[INFORMATION GIVEN start]
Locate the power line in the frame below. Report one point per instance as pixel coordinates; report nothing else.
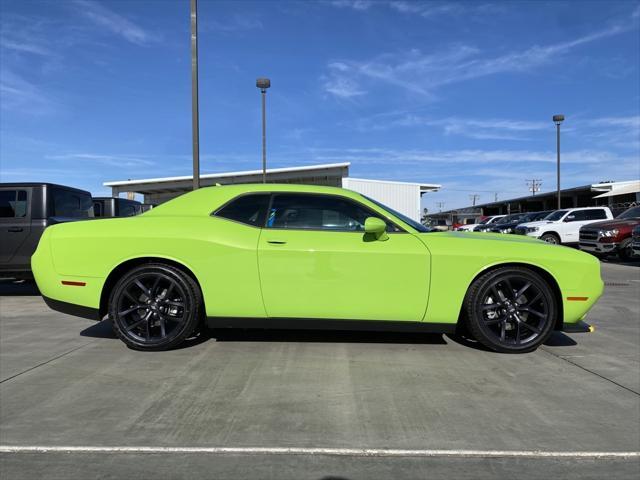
(534, 185)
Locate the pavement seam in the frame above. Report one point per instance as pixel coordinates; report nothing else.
(566, 359)
(348, 452)
(45, 363)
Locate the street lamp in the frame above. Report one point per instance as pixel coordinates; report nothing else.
(263, 84)
(558, 119)
(195, 127)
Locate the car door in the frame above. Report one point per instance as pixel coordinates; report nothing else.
(315, 261)
(15, 227)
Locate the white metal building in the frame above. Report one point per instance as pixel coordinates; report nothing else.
(401, 196)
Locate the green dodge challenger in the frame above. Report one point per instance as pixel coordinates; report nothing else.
(294, 256)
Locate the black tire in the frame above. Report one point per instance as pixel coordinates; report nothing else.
(524, 314)
(550, 238)
(625, 252)
(169, 307)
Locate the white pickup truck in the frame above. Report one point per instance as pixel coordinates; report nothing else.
(563, 226)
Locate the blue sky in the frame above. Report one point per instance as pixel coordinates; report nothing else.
(457, 93)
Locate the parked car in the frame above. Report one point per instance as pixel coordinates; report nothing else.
(611, 236)
(303, 256)
(484, 227)
(439, 224)
(26, 209)
(485, 221)
(115, 207)
(515, 220)
(635, 241)
(563, 226)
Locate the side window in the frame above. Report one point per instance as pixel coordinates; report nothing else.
(67, 203)
(318, 212)
(247, 209)
(13, 203)
(576, 216)
(597, 214)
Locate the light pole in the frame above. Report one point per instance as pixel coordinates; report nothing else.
(195, 128)
(263, 84)
(558, 119)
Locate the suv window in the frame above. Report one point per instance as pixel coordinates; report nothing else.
(319, 212)
(67, 203)
(248, 209)
(13, 203)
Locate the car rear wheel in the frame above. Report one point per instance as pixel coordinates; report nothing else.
(155, 307)
(550, 238)
(511, 310)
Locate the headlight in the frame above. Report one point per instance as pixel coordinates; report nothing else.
(609, 233)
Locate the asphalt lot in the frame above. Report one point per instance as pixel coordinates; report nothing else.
(65, 381)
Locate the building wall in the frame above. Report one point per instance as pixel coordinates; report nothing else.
(403, 197)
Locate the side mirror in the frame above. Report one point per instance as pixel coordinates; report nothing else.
(377, 227)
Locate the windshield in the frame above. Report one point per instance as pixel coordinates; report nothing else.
(557, 215)
(418, 226)
(633, 212)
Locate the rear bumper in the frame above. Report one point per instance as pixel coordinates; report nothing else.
(578, 327)
(72, 309)
(598, 247)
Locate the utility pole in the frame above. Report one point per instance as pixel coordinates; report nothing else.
(558, 119)
(195, 127)
(534, 185)
(263, 84)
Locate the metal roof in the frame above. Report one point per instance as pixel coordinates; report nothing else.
(244, 173)
(424, 187)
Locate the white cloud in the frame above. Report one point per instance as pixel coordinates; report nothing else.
(114, 22)
(422, 73)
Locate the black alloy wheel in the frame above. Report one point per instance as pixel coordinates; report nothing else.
(155, 307)
(511, 309)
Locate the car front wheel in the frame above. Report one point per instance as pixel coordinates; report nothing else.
(511, 310)
(155, 307)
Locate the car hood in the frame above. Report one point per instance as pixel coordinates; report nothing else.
(611, 224)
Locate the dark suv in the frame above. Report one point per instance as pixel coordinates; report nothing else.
(115, 207)
(611, 236)
(26, 209)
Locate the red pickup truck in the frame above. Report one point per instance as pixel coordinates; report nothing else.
(611, 236)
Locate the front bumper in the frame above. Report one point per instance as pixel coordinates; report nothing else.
(598, 247)
(578, 327)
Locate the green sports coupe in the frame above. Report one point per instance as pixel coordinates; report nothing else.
(294, 256)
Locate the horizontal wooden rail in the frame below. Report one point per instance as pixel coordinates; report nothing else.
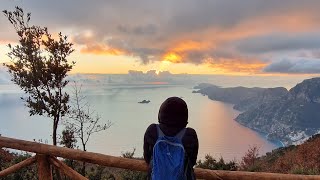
(72, 174)
(17, 166)
(133, 164)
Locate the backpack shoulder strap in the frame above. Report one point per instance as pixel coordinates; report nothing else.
(181, 134)
(159, 132)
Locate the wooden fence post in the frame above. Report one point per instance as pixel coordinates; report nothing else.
(44, 167)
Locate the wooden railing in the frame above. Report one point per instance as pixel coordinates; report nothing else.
(46, 158)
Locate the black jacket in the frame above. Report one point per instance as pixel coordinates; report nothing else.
(189, 141)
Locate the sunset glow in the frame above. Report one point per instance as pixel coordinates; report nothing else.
(256, 38)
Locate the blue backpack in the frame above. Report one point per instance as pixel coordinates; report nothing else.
(168, 157)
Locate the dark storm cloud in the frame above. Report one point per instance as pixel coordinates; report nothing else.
(235, 30)
(279, 42)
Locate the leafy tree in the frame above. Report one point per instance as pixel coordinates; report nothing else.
(83, 121)
(250, 159)
(211, 163)
(39, 66)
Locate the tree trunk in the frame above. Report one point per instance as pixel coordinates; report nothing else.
(54, 132)
(54, 139)
(83, 170)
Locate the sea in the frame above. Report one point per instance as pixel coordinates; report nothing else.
(115, 98)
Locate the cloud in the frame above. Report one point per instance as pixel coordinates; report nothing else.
(294, 65)
(227, 34)
(101, 50)
(279, 42)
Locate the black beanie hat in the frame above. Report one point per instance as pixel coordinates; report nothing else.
(173, 112)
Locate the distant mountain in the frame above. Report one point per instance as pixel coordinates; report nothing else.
(291, 118)
(244, 98)
(300, 159)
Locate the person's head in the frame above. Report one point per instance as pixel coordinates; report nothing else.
(173, 112)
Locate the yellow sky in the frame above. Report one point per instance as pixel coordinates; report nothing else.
(120, 64)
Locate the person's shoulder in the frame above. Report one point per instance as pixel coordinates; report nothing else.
(152, 127)
(151, 130)
(191, 131)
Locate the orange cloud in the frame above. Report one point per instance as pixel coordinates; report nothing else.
(234, 66)
(99, 49)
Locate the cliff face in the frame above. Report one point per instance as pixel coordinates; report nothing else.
(292, 117)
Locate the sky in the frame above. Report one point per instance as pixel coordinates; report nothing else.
(247, 37)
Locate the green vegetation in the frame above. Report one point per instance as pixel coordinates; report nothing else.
(39, 66)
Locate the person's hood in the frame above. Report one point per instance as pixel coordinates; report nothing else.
(173, 112)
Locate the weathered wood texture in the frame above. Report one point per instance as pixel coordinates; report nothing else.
(44, 167)
(17, 166)
(134, 164)
(72, 174)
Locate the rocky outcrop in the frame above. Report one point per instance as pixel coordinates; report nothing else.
(292, 118)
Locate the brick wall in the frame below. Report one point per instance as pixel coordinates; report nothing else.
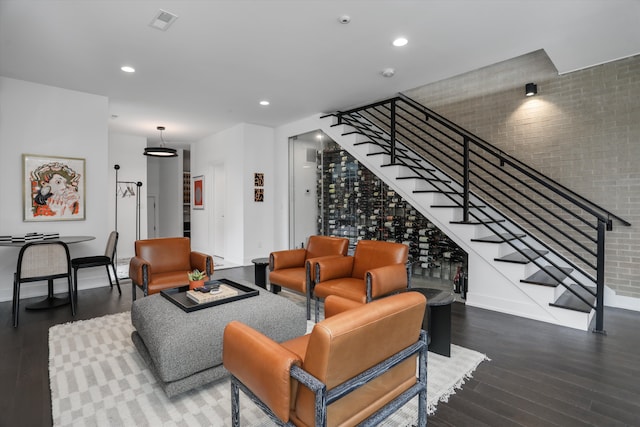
(582, 129)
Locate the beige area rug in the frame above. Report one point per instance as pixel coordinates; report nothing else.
(97, 378)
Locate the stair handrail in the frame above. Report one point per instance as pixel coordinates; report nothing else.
(603, 216)
(558, 188)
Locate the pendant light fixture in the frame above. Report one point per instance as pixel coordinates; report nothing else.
(160, 151)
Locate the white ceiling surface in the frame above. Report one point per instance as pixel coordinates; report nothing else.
(220, 58)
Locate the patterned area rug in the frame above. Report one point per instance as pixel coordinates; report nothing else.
(97, 378)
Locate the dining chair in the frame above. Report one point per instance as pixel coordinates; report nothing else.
(39, 261)
(106, 260)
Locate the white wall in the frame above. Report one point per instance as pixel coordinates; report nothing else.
(169, 194)
(44, 120)
(281, 172)
(304, 214)
(240, 151)
(126, 151)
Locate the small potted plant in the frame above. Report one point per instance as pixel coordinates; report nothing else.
(196, 278)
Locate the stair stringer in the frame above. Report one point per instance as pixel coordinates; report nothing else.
(492, 285)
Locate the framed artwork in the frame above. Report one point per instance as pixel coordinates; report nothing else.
(53, 188)
(258, 184)
(258, 194)
(198, 192)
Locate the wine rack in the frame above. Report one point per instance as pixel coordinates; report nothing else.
(354, 203)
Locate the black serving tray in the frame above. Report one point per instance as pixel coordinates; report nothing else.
(178, 296)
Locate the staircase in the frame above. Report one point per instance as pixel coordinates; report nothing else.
(535, 249)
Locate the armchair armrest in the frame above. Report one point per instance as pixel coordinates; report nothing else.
(261, 364)
(333, 268)
(384, 280)
(202, 262)
(287, 259)
(334, 304)
(310, 265)
(137, 274)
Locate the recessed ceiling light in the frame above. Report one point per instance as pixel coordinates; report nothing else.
(388, 72)
(400, 41)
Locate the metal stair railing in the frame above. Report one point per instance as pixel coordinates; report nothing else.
(469, 171)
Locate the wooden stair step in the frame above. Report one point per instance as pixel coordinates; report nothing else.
(571, 302)
(498, 238)
(541, 277)
(519, 258)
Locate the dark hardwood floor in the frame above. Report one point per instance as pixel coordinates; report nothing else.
(539, 374)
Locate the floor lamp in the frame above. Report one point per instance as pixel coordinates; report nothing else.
(127, 191)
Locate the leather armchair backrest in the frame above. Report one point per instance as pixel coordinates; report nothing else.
(165, 254)
(350, 342)
(374, 253)
(325, 245)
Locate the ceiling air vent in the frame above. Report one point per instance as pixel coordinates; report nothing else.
(163, 20)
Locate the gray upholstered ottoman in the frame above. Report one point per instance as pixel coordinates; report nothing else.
(184, 350)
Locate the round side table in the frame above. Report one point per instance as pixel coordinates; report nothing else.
(437, 319)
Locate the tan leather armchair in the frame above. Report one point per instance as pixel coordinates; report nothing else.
(376, 269)
(294, 268)
(164, 263)
(358, 365)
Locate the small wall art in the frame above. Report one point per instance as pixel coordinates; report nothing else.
(198, 192)
(53, 188)
(258, 184)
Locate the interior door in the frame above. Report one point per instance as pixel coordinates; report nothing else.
(218, 197)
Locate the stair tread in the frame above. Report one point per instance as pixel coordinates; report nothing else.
(498, 238)
(478, 221)
(541, 277)
(435, 191)
(459, 206)
(519, 258)
(571, 302)
(423, 178)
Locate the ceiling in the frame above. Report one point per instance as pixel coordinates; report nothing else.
(210, 69)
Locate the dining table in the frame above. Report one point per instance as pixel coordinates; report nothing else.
(50, 301)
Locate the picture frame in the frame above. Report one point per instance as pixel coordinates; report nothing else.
(198, 192)
(258, 194)
(258, 179)
(53, 188)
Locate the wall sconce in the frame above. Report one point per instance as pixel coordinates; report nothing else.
(530, 89)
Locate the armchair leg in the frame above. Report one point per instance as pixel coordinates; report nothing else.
(235, 403)
(115, 274)
(16, 301)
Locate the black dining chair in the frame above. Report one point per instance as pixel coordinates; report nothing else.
(39, 261)
(105, 260)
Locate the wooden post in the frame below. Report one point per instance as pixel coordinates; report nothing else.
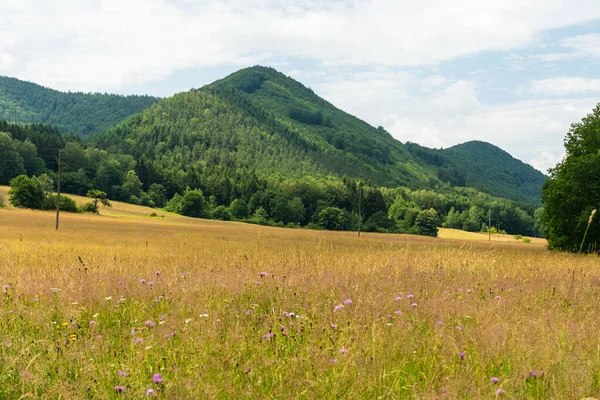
(58, 191)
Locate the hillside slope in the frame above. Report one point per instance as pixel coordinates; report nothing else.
(82, 113)
(485, 167)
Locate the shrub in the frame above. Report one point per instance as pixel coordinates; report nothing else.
(88, 208)
(26, 192)
(67, 204)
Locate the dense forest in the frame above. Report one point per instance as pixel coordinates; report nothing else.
(82, 113)
(260, 147)
(223, 191)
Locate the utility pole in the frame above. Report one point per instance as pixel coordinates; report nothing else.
(489, 225)
(58, 190)
(359, 205)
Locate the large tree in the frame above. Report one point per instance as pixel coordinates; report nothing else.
(573, 190)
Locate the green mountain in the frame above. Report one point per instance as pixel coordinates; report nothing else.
(486, 167)
(261, 120)
(82, 113)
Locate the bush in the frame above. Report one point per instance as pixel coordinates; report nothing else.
(88, 208)
(222, 213)
(426, 223)
(26, 192)
(67, 204)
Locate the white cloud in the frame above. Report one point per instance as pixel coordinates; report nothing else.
(564, 85)
(544, 161)
(105, 44)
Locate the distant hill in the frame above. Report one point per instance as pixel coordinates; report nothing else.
(486, 167)
(82, 113)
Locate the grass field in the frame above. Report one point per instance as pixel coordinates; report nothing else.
(126, 306)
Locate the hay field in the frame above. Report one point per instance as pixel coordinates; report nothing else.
(123, 306)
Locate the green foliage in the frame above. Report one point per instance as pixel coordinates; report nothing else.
(239, 209)
(97, 196)
(332, 218)
(26, 192)
(571, 193)
(82, 113)
(485, 167)
(426, 223)
(67, 204)
(223, 213)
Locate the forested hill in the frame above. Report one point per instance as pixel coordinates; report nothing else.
(82, 113)
(486, 167)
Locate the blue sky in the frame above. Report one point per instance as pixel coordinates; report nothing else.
(512, 73)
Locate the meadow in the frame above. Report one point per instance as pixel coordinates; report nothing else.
(125, 306)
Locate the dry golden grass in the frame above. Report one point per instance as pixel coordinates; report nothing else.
(511, 308)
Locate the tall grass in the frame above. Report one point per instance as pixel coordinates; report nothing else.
(225, 310)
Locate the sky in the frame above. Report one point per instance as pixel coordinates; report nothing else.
(515, 73)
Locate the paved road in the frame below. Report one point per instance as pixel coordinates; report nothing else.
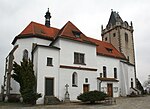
(122, 103)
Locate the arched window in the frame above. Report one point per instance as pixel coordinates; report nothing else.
(131, 82)
(74, 79)
(115, 72)
(25, 54)
(126, 37)
(104, 72)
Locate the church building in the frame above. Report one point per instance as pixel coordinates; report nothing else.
(67, 62)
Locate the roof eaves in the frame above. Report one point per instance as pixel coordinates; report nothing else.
(102, 54)
(83, 41)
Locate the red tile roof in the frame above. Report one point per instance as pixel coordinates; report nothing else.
(67, 31)
(37, 30)
(104, 47)
(108, 79)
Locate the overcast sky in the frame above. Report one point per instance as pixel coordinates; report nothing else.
(87, 15)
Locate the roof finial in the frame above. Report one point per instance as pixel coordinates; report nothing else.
(47, 18)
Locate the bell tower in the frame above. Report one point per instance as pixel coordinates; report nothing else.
(120, 34)
(47, 18)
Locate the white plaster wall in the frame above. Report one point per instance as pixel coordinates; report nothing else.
(68, 47)
(127, 74)
(44, 71)
(25, 43)
(131, 74)
(115, 84)
(110, 64)
(66, 78)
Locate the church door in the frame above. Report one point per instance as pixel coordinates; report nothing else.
(85, 88)
(110, 90)
(49, 86)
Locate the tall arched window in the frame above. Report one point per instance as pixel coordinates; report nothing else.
(74, 79)
(115, 72)
(104, 72)
(25, 54)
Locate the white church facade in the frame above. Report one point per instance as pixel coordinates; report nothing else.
(67, 57)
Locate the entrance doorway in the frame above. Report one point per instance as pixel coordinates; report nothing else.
(49, 86)
(110, 90)
(85, 88)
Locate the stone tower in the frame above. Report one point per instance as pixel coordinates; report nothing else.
(47, 18)
(120, 34)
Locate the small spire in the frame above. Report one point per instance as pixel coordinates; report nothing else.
(47, 18)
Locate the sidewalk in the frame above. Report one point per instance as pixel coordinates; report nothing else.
(122, 103)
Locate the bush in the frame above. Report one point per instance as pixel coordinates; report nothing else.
[INFORMATION GIVEN end]
== YOUR TASK ==
Every line from the line containing "Locate the tall arched" to the last line of the material above must be repeated exactly, and no other line.

== FULL OUTPUT ==
Locate the tall arched window in the frame above. Report one point per instance as pixel coordinates; report nothing else.
(74, 79)
(115, 72)
(104, 72)
(25, 54)
Locate the white church facade in the frame above. Report one point per instance as pixel coordinates; report nothing else.
(67, 57)
Locate the entrance doorway in the frame above. Report one point per instance as pixel coordinates; report nothing else.
(49, 86)
(110, 90)
(85, 88)
Locate the stone tower in the frame above. Report one point per instance as pixel coordinates; report nothing else.
(47, 18)
(120, 34)
Locate the small spire in the frame above. Report one point per instance as pixel coordinates; report nothing else.
(47, 18)
Locate the sidewalk in the frame above. Report one point per instance as pixel coordinates; report nothing else.
(122, 103)
Locate the bush in the frame above. Report one point per instance as pixel coordinates; report nothing else.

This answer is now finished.